BEGIN

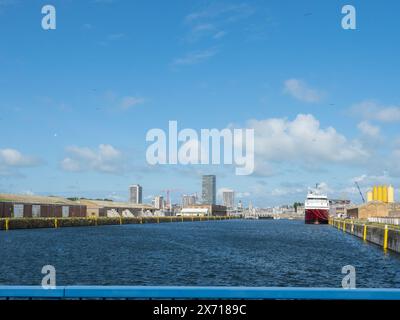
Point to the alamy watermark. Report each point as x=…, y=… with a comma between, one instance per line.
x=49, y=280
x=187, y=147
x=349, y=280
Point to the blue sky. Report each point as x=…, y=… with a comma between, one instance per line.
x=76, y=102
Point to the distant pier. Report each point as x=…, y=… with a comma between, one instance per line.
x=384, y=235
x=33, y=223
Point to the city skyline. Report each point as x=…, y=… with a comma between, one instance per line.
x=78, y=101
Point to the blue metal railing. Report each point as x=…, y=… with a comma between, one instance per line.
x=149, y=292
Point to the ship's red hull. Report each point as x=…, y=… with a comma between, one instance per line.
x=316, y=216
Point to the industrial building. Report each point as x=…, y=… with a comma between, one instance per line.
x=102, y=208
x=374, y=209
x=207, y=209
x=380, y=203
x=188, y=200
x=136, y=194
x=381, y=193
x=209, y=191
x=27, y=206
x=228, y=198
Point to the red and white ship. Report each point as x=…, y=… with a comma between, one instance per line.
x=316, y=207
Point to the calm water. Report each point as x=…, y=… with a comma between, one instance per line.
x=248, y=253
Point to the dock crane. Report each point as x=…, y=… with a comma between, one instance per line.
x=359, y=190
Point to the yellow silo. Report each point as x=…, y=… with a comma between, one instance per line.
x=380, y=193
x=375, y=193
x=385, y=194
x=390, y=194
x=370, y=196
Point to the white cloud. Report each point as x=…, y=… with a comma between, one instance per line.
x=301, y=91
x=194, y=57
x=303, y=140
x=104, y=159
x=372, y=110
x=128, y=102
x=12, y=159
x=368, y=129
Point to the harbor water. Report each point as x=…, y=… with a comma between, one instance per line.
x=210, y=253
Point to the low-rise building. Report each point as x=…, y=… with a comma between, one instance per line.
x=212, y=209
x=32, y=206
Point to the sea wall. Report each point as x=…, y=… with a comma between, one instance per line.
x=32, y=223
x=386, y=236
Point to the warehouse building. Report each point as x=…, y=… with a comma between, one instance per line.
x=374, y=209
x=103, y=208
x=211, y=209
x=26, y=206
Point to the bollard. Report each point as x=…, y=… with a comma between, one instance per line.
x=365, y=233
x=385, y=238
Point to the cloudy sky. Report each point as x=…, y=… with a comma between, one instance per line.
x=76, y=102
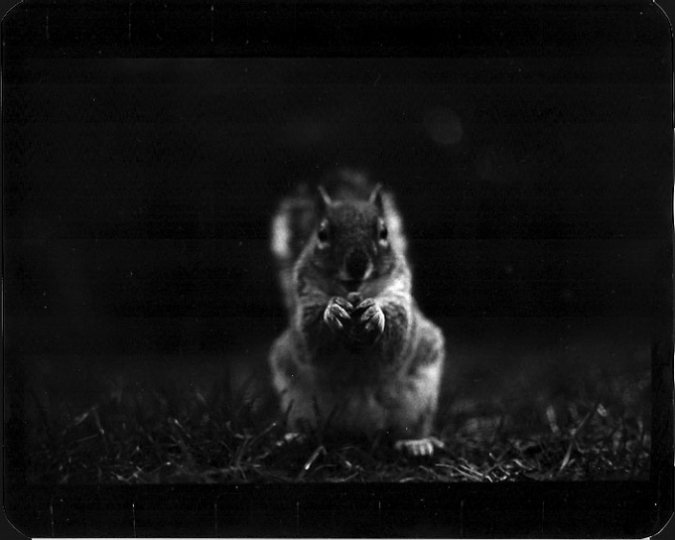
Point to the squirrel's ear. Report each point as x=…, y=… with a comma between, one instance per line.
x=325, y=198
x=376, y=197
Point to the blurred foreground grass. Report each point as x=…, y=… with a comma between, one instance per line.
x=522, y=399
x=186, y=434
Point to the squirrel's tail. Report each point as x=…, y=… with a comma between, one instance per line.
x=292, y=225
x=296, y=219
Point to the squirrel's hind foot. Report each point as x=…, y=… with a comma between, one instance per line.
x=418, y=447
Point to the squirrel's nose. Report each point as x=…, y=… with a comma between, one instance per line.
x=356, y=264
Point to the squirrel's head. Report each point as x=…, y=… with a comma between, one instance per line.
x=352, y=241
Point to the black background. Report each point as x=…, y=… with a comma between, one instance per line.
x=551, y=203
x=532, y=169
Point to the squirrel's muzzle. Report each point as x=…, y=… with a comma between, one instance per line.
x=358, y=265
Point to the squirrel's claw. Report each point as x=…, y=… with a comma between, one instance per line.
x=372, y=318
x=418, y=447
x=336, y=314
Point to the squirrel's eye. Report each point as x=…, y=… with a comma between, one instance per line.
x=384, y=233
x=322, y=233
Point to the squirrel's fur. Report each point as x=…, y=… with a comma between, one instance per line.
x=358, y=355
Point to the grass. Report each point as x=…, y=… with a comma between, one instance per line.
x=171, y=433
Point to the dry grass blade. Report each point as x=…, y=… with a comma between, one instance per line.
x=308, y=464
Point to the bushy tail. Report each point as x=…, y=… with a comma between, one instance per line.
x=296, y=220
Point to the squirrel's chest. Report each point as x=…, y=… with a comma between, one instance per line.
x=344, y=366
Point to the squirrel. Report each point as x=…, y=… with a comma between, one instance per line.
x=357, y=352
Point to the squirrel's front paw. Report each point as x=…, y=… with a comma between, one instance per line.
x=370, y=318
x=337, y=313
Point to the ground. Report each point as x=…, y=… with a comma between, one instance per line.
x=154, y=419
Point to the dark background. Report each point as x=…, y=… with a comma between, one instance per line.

END

Everything in the listing above is to be given again exactly, apart from the pictures.

SOLUTION TO THIS PROBLEM
Point to the alamy watermark. Report each point as x=…, y=… with a comma between, one instance per line.
x=49, y=280
x=187, y=147
x=349, y=280
Point to the blue sky. Report each point as x=…, y=… with a comma between, one instance per line.
x=76, y=102
Point to the distant pier. Report each point as x=…, y=… with a comma between, one instance per line.
x=384, y=235
x=33, y=223
Point to the city skyline. Report each point as x=…, y=… with a comma between, one instance per line.
x=78, y=101
Point to the blue metal railing. Report each point as x=…, y=… with a comma between, one instance per line.
x=149, y=292
Point to the ship's red hull. Report each point as x=…, y=… with a comma between, one instance per line.
x=316, y=216
Point to the industrial building. Report each point as x=…, y=… with a comma between, one instance per line.
x=102, y=208
x=374, y=209
x=207, y=209
x=380, y=203
x=188, y=200
x=136, y=194
x=381, y=193
x=209, y=191
x=27, y=206
x=228, y=198
Point to the red and white ship. Report each point as x=…, y=… with a comma between, one instance per line.
x=316, y=207
Point to the calm water. Report each point as x=…, y=… with a comma between, one instance per line.
x=248, y=253
Point to the dock crane. Report each point as x=…, y=… with a comma between, one instance per line.
x=359, y=190
Point to the yellow silo. Report each point as x=…, y=… with a comma between, one instance per line.
x=380, y=193
x=375, y=193
x=385, y=194
x=390, y=194
x=370, y=196
Point to the white cloud. Report each point as x=…, y=… with a comma between, one instance per line.
x=301, y=91
x=194, y=57
x=303, y=140
x=104, y=159
x=372, y=110
x=128, y=102
x=12, y=159
x=368, y=129
Point to the harbor water. Report each point as x=…, y=… with a comma between, one instance per line.
x=210, y=253
Point to the low-rise building. Report each point as x=…, y=… with a comma between, one instance per line.
x=212, y=209
x=32, y=206
Point to the sea wall. Report each point as x=…, y=… with a comma between, one instance per line.
x=32, y=223
x=386, y=236
Point to the warehouse building. Report each point as x=…, y=… with a comma between, one instance per line.
x=374, y=209
x=103, y=208
x=211, y=209
x=26, y=206
Point to the bollard. Report each point as x=…, y=… with a comma between, one instance per line.
x=365, y=233
x=385, y=238
Point to the cloudy sky. Report each point as x=…, y=… with a comma between, one instance per line.
x=76, y=102
Point to the squirrel's ear. Report each point as x=…, y=… with a comma between, one instance per line.
x=325, y=198
x=376, y=197
Point to the blurred foreground grass. Report each point as x=…, y=… with a comma between, one instance per line.
x=522, y=399
x=186, y=434
Point to the squirrel's tail. Report each point as x=…, y=… with a comma between, one instance per line.
x=292, y=225
x=296, y=219
Point to the squirrel's hind foot. Report each point as x=…, y=… with a comma between, one instance per line.
x=418, y=447
Point to the squirrel's nose. Report each point as x=…, y=… with a comma between, one instance per line.
x=356, y=264
Point to the squirrel's head. Report each point as x=…, y=… with a comma between, one instance per line.
x=352, y=241
Point to the black background. Report each point as x=…, y=… with a comma between, one instance per line.
x=551, y=203
x=532, y=169
Point to the squirrel's muzzle. Report each point as x=…, y=… with a comma between, one instance per line.
x=358, y=265
Point to the squirrel's claw. Report each point as x=…, y=… with a comma between, one instance per line.
x=372, y=318
x=418, y=447
x=336, y=314
Point to the squirrel's eye. Report each point as x=…, y=… with a comma between, one instance per line.
x=384, y=233
x=322, y=233
Point to the squirrel's fur. Report each point as x=…, y=… with a comma between, one instance per line.
x=358, y=355
Point to the grass. Report each point as x=…, y=… with a comma between, one instance per line.
x=171, y=433
Point to the dry grass blade. Report each point as x=…, y=… with a comma between, one instance per line.
x=308, y=464
Point to the bushy tail. Report each point as x=…, y=… with a comma between, one instance per line.
x=296, y=220
Point to the squirrel's chest. Report each point as x=…, y=… with a comma between, one instance per line.
x=344, y=366
Point to the squirrel. Report each point as x=…, y=… with a comma between, one instance per line.
x=357, y=352
Point to the squirrel's front paw. Report each point as x=…, y=… with a comma between, one instance per line.
x=370, y=318
x=337, y=313
Point to the ground. Report each point as x=…, y=… with a comma between, one instance per line.
x=154, y=419
Point to the dark background. Report each point as x=…, y=… with a comma between, one instance per line.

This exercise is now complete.